Prompt –
Rewrite the items from the line with "Can you find the lamp post?" through the end of the items as a Markdown table with the columns No. and Line. Number each row, skip blank lines, and leave out the pictures.

Exercise input –
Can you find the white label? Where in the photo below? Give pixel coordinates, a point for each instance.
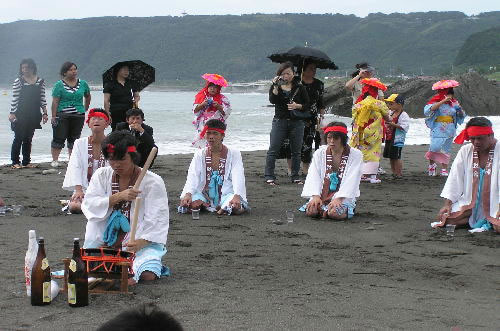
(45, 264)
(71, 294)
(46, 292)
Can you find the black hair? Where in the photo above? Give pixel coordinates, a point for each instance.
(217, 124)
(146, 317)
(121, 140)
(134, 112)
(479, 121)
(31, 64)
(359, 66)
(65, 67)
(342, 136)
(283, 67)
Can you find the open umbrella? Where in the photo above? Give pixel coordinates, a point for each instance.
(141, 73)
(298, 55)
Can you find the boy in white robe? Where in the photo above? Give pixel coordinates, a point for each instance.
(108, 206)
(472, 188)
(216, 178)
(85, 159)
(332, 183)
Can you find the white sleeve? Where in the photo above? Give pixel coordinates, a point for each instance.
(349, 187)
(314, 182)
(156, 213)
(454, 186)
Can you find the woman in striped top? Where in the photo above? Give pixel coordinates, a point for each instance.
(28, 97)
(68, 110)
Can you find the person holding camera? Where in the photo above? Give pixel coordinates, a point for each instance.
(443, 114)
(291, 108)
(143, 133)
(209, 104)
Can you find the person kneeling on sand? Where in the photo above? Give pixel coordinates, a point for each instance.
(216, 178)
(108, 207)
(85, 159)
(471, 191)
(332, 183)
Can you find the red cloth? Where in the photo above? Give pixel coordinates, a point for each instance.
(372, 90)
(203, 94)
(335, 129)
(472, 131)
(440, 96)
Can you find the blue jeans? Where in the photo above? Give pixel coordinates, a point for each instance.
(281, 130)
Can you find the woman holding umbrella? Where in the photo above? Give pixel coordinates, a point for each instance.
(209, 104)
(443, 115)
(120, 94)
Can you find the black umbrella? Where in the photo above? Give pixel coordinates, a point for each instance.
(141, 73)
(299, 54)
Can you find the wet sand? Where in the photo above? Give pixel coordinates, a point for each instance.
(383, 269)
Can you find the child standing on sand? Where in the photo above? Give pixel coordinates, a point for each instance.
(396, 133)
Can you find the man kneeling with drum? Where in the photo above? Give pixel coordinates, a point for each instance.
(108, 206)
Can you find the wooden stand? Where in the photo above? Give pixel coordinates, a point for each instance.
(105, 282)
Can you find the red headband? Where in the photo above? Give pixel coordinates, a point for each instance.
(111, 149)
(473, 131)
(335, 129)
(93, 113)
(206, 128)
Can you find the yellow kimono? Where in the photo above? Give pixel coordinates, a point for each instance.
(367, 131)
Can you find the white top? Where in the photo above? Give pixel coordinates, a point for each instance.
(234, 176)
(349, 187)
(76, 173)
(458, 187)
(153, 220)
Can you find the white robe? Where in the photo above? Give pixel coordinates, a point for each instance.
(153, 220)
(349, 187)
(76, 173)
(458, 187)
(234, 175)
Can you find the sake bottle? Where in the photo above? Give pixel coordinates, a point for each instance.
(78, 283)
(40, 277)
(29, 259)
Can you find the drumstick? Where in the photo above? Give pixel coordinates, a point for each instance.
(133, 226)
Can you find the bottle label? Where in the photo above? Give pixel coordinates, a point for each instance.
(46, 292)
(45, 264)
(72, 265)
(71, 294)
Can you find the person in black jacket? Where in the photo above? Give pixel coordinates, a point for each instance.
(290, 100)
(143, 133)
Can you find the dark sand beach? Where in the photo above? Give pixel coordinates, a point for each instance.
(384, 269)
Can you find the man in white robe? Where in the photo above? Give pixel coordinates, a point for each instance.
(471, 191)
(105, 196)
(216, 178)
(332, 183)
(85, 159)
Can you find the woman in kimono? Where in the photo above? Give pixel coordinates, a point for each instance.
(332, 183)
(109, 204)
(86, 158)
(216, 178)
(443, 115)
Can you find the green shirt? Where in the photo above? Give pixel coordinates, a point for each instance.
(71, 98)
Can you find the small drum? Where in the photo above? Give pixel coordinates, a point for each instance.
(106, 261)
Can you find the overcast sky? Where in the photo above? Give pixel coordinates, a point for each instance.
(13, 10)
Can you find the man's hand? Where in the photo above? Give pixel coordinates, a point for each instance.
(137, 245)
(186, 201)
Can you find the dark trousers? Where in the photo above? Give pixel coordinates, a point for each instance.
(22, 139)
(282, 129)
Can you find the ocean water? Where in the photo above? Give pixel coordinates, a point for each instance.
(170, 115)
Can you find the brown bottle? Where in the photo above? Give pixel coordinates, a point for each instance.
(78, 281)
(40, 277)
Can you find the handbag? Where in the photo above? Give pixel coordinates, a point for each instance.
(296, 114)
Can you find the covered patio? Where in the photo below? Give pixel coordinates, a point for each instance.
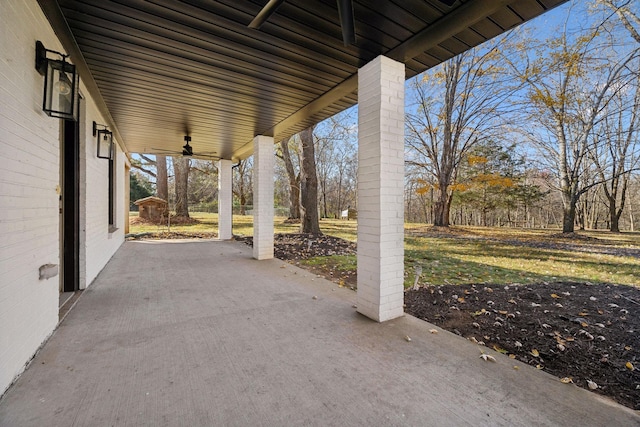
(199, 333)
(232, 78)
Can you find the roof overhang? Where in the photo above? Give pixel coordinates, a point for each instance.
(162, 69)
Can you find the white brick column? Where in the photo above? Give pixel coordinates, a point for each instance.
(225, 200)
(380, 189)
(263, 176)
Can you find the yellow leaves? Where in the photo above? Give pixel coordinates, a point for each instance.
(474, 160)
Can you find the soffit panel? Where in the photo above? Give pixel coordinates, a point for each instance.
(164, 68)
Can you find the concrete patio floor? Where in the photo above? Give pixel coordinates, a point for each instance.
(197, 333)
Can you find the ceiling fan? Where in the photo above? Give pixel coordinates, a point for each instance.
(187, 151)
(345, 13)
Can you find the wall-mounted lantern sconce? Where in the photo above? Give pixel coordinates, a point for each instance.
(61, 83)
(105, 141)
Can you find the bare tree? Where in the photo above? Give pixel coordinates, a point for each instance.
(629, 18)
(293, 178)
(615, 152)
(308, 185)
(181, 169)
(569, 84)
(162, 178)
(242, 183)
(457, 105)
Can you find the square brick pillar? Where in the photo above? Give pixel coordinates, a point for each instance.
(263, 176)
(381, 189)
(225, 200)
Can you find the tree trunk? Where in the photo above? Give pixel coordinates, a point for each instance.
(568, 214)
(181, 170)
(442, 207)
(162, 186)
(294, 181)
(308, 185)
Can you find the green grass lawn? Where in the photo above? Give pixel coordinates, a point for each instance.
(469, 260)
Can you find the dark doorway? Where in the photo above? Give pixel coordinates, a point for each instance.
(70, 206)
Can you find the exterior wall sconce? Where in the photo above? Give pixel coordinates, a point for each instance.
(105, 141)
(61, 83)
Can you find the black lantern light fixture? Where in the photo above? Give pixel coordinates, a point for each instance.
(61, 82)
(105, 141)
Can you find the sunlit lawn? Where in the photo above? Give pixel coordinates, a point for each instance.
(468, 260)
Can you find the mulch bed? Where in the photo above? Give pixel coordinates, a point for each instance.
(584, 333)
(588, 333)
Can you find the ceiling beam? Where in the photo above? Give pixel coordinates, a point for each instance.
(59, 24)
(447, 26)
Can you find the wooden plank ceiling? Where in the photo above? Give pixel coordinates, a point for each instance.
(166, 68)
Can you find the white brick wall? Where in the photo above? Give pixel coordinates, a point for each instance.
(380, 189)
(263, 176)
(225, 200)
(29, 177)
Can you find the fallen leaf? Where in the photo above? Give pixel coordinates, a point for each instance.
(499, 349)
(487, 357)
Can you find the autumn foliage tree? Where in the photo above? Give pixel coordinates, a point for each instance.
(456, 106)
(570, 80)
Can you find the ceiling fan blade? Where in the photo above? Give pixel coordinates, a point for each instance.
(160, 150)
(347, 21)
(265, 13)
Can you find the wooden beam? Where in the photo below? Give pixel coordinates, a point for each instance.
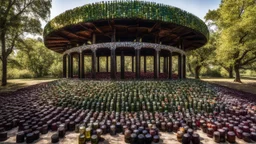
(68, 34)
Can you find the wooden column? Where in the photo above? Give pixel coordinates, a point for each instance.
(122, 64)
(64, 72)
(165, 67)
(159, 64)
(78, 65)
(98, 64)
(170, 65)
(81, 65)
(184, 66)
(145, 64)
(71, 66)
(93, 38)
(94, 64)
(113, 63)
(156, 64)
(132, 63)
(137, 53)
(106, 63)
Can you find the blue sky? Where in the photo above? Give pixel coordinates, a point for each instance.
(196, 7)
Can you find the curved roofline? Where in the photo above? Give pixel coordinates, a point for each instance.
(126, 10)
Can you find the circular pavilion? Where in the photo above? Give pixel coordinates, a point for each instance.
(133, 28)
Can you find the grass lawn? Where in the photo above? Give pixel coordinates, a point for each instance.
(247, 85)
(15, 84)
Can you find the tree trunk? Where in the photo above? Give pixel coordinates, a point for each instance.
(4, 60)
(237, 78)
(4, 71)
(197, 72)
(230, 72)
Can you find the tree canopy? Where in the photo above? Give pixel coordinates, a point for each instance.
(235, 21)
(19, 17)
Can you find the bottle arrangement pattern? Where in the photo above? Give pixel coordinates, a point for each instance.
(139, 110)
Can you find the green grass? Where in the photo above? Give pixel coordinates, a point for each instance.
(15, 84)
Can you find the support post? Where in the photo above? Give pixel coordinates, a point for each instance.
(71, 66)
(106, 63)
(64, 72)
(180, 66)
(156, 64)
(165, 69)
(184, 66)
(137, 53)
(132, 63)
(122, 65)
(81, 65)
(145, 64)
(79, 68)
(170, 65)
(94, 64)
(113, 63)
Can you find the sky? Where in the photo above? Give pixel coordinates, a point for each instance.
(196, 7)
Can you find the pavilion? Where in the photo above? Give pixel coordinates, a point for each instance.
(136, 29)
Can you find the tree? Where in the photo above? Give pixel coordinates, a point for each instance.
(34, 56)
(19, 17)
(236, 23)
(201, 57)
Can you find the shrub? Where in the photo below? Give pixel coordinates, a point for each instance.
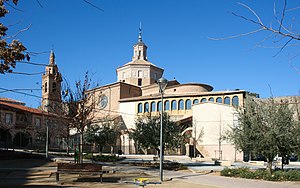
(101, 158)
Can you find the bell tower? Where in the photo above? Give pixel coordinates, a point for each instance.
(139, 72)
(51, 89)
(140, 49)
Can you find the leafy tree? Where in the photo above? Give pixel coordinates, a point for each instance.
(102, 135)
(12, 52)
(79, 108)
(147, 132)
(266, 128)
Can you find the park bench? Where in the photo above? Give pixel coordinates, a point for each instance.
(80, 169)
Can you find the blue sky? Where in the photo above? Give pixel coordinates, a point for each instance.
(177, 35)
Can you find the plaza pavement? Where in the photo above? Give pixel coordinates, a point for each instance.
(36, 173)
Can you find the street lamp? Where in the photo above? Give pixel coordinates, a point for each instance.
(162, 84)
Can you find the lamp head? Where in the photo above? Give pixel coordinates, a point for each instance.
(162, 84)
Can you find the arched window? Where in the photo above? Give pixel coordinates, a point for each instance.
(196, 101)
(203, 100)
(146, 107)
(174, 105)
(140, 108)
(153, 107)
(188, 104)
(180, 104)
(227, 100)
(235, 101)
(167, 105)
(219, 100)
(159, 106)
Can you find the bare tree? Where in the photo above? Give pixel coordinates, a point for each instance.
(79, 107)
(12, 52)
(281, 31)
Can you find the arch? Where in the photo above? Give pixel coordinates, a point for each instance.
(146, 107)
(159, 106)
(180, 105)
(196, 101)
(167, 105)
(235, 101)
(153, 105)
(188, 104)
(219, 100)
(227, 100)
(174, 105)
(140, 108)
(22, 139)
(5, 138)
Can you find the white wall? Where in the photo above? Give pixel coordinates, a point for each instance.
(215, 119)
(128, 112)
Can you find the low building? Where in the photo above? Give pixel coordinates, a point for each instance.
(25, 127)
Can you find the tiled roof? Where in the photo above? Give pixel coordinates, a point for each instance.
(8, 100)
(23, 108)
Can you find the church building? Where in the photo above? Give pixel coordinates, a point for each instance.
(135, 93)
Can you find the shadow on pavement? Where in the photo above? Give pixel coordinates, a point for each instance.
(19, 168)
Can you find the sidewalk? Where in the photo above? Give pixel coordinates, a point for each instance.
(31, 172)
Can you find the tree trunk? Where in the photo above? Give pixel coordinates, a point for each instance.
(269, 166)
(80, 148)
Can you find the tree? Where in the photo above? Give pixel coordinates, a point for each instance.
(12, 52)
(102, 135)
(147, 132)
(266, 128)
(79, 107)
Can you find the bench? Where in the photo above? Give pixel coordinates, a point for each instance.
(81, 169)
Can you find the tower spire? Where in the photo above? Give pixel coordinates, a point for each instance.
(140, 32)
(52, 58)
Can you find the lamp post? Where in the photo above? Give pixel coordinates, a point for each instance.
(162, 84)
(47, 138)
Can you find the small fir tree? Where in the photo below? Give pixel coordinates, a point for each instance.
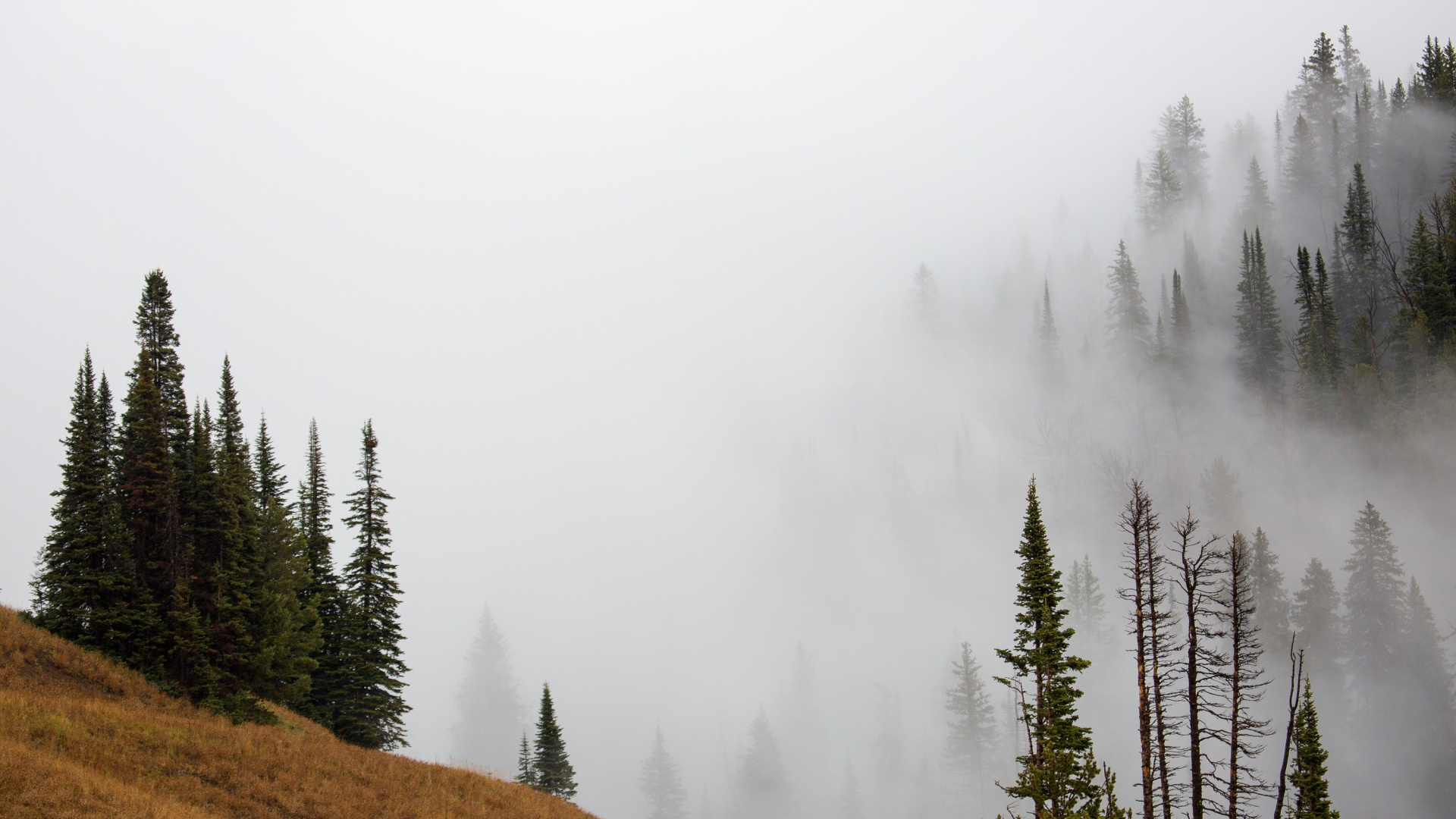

Full output –
| No. | Line |
|---|---|
| 1 | Can you find the lamp post? Where in the photo above? Give pixel coordinates, a point for each instance. |
| 2 | (162, 84) |
| 3 | (47, 138) |
| 4 | Can you find the small fir tree? Where in the photo below? Give pixel coordinates, a point for each instance. |